*Task goal:*
Rewrite the records from the line containing "Report the position of each instance of the braid" down to the line containing "[[376, 295]]", putting "laptop" wherever "keyboard" appears and changing nothing else.

==== Stored rows ====

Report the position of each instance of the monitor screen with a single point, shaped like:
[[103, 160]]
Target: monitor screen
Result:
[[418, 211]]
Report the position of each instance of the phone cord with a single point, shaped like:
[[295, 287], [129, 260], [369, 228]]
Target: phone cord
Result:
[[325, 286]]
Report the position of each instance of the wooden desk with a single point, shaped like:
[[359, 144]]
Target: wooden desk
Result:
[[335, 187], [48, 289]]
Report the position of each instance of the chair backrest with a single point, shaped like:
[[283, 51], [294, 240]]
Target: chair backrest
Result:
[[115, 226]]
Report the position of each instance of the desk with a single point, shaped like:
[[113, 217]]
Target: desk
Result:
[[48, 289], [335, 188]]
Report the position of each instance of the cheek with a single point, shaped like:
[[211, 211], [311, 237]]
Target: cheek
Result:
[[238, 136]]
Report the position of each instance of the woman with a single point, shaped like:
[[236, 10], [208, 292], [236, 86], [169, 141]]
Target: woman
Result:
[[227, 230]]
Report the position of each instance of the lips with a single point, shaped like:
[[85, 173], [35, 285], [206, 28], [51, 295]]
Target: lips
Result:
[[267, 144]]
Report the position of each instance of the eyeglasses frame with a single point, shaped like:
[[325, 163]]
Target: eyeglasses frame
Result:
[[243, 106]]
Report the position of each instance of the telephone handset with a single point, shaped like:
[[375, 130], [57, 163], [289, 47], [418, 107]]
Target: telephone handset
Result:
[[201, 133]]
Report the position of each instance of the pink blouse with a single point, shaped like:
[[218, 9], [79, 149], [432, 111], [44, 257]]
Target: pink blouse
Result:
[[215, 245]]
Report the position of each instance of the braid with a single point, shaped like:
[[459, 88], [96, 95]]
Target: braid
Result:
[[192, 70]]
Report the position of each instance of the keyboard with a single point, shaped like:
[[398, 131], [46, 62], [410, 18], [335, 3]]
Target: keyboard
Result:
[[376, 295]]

====
==== Stored rows ====

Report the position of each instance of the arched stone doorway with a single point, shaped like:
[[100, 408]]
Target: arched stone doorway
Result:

====
==== Stored rows ====

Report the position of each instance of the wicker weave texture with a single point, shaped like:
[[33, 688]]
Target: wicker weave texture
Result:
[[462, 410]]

====

*Exercise result:*
Report the position of each instance of the braid with a single point, shaped like:
[[459, 88], [96, 95]]
Target: braid
Result:
[[192, 70]]
Report the position of each instance of the laptop with a single point, shaped like:
[[398, 131], [46, 62], [410, 18], [335, 3]]
Target: laptop
Result:
[[376, 295]]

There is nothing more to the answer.